Start of Text excerpt

MAGAfied billionaire Larry Ellison secretly channeled around $45 million into a tax-exempt group propping up Donald Trump’s 2024 election bid, according to an explosive new report.
Ellison, who at 81 is just a year older than the president, has cultivated a low-key bond with Trump that The Wall Street Journal says has benefited both his software giant Oracle and his son David Ellison’s media empire.
The donation, which represents one of the cycle’s largest single checks, flowed through a vehicle shielded from disclosure laws—leaving it hidden until now.
Ellison’s friendship with Trump, however costly, has apparently paid off. The morning after Trump’s second swearing-in, Oracle landed the central role in a $500 billion drive to erect AI data centers around the country.
The White House waved away any hint of favoritism, with spokesperson Kush Desai telling the Journal that Trump is “committed to working with every American business and business leader.”
Ellison’s standing was clear from the start. He arrived for the unveiling of the data-center push without ID but was waved through after Trump personally stepped in, telling the guards, “Everyone knows who Larry is.”
Oracle later joined investors who took over TikTok’s U.S. business through a government-brokered transaction. Ellison’s checkbook has remained open since the vote, with Oracle now among the listed backers of Freedom250, a Trump-friendly group organizing bashes to mark the nation’s 250th anniversary.
His son, David Ellison, 43, has parlayed the same access to the summit of American media. The Trump administration approved a controversial merger between the younger Ellison’s Skydance and media giant Paramount last year.
This month, the Justice Department waved through what is now Paramount Skydance’s $81 billion grab of Warner Bros. Discovery. The tie-up promises to drop CNN, one of Trump’s most reviled networks, squarely in the family’s stable.
Trump has publicly cheered the younger Ellison’s rise, predicting he would outshine his father. Privately, the elder Ellison assured the president that a Paramount win could let him reshape CNN, the Journal reports.
Critics say David Ellison has already proven his mettle on that front at CBS, which has undergone a MAGA-flavored makeover following the merger at parent company Paramount.
The younger Ellison handed Bari Weiss, co-founder of the conservative-leaning Free Press, the top job at CBS News last year.
Her tenure has been marked by disruption, with the network pushing out 60 Minutes executive producer Tanya Simon and correspondents Sharyn Alfonsi and Cecilia Vega, then handing the show to former tech columnist Nick Bilton, a broadcast novice.

Veteran correspondent Scott Pelley, a 37-year fixture, blew up at a June staff meeting, accusing Weiss of moving to destroy the storied program. CBS fired him a day later, with Bilton citing his “antipathy to the future of the show.”
CBS has defended the overhaul as an overdue revival of a flagging division, with Weiss telling staff the company could not “find a way back” with Pelley.

End of Text excerpt
Start of Material provided

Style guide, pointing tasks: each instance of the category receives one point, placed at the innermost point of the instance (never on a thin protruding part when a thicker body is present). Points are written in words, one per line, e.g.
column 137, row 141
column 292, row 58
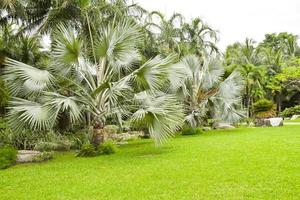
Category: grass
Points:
column 245, row 163
column 295, row 120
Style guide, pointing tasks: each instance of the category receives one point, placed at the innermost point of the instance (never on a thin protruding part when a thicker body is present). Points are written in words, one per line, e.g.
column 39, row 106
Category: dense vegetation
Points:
column 245, row 163
column 70, row 68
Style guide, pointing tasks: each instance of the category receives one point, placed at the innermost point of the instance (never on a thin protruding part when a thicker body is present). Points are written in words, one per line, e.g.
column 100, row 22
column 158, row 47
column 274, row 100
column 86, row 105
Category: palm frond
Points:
column 162, row 114
column 25, row 78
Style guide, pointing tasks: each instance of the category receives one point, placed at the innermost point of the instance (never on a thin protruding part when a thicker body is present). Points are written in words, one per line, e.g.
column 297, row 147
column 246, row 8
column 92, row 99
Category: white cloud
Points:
column 236, row 19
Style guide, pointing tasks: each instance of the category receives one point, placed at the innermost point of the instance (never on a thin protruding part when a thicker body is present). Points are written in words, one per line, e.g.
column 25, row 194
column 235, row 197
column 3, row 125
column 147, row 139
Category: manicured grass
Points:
column 245, row 163
column 295, row 120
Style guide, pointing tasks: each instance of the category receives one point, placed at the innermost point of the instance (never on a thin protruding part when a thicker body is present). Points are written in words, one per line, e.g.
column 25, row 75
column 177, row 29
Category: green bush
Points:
column 53, row 146
column 111, row 129
column 8, row 156
column 191, row 131
column 263, row 105
column 87, row 150
column 108, row 147
column 77, row 140
column 3, row 124
column 288, row 112
column 44, row 156
column 45, row 146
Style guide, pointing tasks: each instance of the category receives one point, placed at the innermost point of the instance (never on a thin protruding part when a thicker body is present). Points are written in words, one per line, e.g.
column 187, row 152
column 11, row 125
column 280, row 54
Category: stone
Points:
column 223, row 125
column 295, row 117
column 99, row 136
column 24, row 156
column 206, row 128
column 276, row 121
column 132, row 135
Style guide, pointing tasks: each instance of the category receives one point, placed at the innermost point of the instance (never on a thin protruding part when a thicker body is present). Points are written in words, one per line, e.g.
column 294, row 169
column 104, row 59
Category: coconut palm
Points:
column 116, row 85
column 204, row 90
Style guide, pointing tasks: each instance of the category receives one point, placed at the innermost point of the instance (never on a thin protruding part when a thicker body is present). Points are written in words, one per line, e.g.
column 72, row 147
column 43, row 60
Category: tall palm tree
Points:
column 200, row 38
column 168, row 33
column 245, row 58
column 115, row 85
column 205, row 92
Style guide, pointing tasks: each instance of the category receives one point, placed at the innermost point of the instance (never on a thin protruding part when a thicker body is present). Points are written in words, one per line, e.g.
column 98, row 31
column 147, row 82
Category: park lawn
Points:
column 294, row 120
column 245, row 163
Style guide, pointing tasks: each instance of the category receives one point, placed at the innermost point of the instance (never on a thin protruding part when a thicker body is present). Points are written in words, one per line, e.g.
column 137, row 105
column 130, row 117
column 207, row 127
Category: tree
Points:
column 245, row 58
column 115, row 85
column 205, row 92
column 168, row 33
column 199, row 37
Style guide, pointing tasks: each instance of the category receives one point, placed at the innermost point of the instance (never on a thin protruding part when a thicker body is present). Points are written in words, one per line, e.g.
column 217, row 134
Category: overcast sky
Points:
column 236, row 19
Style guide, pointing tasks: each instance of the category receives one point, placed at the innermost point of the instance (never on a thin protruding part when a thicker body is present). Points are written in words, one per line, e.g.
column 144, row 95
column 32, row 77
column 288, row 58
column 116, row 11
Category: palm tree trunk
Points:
column 91, row 36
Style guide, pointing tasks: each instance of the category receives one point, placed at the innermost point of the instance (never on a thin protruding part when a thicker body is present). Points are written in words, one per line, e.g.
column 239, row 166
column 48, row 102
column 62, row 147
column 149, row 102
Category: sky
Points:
column 236, row 19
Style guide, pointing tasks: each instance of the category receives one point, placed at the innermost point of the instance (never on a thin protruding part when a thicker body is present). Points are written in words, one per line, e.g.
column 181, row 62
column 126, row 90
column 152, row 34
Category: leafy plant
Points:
column 8, row 156
column 262, row 106
column 288, row 112
column 87, row 150
column 108, row 147
column 191, row 131
column 110, row 85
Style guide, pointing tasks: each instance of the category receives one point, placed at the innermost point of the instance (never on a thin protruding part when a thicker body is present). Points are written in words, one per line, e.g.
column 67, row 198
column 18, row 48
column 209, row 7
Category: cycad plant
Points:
column 111, row 84
column 206, row 92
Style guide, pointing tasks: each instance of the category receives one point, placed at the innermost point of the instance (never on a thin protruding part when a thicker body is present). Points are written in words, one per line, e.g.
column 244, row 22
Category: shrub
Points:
column 3, row 124
column 45, row 146
column 263, row 105
column 87, row 150
column 288, row 112
column 191, row 131
column 77, row 140
column 53, row 146
column 8, row 156
column 111, row 129
column 108, row 147
column 43, row 157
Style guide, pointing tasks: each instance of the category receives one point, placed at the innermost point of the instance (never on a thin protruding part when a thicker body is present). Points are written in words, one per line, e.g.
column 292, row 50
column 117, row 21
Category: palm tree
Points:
column 200, row 37
column 245, row 58
column 169, row 32
column 204, row 91
column 115, row 85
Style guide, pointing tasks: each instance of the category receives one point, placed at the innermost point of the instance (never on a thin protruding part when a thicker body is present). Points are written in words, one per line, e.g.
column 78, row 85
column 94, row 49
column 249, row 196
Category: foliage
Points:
column 247, row 156
column 204, row 90
column 108, row 147
column 8, row 156
column 263, row 105
column 44, row 156
column 87, row 150
column 104, row 90
column 191, row 131
column 53, row 146
column 288, row 112
column 111, row 129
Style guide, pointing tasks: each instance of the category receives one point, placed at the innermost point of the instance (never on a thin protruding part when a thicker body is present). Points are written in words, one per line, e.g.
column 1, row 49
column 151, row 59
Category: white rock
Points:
column 295, row 117
column 223, row 125
column 276, row 121
column 26, row 156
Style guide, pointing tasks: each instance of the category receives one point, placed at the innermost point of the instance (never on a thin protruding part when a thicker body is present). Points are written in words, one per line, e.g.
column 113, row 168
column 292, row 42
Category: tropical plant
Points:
column 114, row 85
column 205, row 92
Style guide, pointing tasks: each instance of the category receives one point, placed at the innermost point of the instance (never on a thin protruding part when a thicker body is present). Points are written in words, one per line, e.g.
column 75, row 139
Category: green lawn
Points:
column 246, row 163
column 295, row 120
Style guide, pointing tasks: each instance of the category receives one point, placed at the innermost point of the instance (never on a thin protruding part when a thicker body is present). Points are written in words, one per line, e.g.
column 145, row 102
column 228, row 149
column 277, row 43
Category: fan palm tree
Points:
column 115, row 85
column 200, row 37
column 204, row 90
column 169, row 32
column 245, row 58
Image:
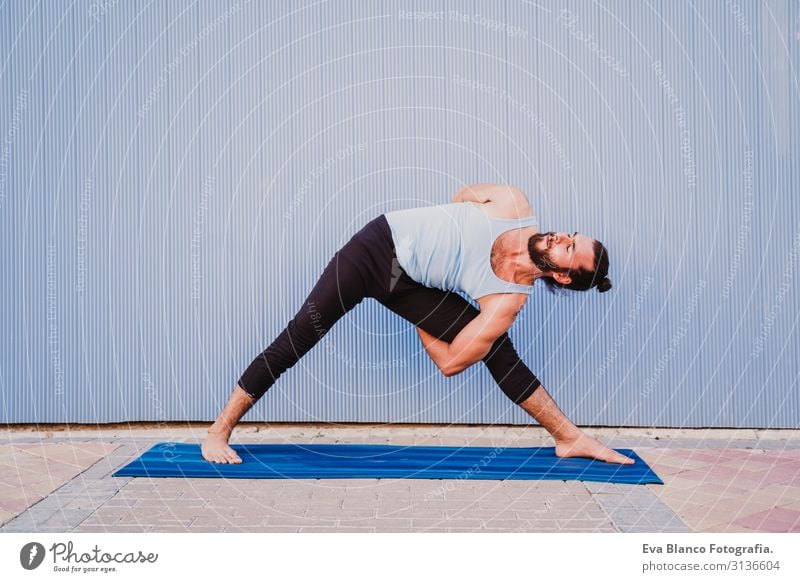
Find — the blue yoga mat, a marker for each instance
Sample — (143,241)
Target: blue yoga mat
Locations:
(338,461)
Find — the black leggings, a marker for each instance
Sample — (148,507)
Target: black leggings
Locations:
(367,267)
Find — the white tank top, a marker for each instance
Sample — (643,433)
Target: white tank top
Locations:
(449,247)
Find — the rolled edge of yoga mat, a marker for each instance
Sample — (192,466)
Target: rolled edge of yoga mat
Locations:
(365,461)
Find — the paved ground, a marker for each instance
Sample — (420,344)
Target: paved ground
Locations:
(715,481)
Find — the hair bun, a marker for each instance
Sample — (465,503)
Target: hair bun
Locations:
(604,285)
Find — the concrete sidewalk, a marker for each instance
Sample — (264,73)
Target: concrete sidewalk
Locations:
(715,481)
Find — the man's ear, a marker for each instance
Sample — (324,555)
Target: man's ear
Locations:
(562,278)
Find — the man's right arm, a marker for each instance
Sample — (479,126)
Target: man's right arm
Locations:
(474,341)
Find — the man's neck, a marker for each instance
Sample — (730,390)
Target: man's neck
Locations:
(520,266)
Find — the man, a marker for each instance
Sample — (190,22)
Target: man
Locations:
(487,244)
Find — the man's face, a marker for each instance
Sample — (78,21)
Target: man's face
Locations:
(560,251)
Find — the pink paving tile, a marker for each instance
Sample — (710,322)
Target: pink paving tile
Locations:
(37,470)
(776,520)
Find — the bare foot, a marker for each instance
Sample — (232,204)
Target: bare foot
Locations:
(216,449)
(586,446)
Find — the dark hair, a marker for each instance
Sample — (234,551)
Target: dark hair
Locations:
(583,280)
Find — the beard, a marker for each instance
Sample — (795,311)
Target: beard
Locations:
(541,259)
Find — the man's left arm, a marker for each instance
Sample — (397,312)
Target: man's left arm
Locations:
(473,342)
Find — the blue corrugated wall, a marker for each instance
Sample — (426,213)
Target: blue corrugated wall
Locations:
(175,175)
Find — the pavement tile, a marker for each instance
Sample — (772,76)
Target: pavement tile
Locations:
(778,520)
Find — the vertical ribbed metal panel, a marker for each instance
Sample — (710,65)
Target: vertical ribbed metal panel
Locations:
(175,176)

End of Material provided

Task set>
**1)** Answer these questions from the article on Larry Ellison and Trump:
(a) Roughly how much money did Larry Ellison reportedly channel into the tax-exempt group backing Trump's 2024 bid?
(b) What did Trump tell the guards when Ellison arrived at the data-center unveiling without ID?
(c) To whom did the network hand 60 Minutes after pushing out its executive producer and correspondents?
**2)** According to the article on Larry Ellison and Trump, why did Ellison's donation stay hidden until the new report?
**3)** Reproduce the stretch of the article on Larry Ellison and Trump from "His son, David" through "the Journal reports.".

Task solutions>
**1)**
(a) Around $45 million.
(b) He told them, "Everyone knows who Larry is."
(c) Nick Bilton, a former tech columnist and broadcast novice.

**2)** The donation went through a vehicle shielded from disclosure laws. That shielding kept it from public view until the report revealed it.

**3)**
His son, David Ellison, 43, has parlayed the same access to the summit of American media. The Trump administration approved a controversial merger between the younger Ellison’s Skydance and media giant Paramount last year.
This month, the Justice Department waved through what is now Paramount Skydance’s $81 billion grab of Warner Bros. Discovery. The tie-up promises to drop CNN, one of Trump’s most reviled networks, squarely in the family’s stable.
Trump has publicly cheered the younger Ellison’s rise, predicting he would outshine his father. Privately, the elder Ellison assured the president that a Paramount win could let him reshape CNN, the Journal reports.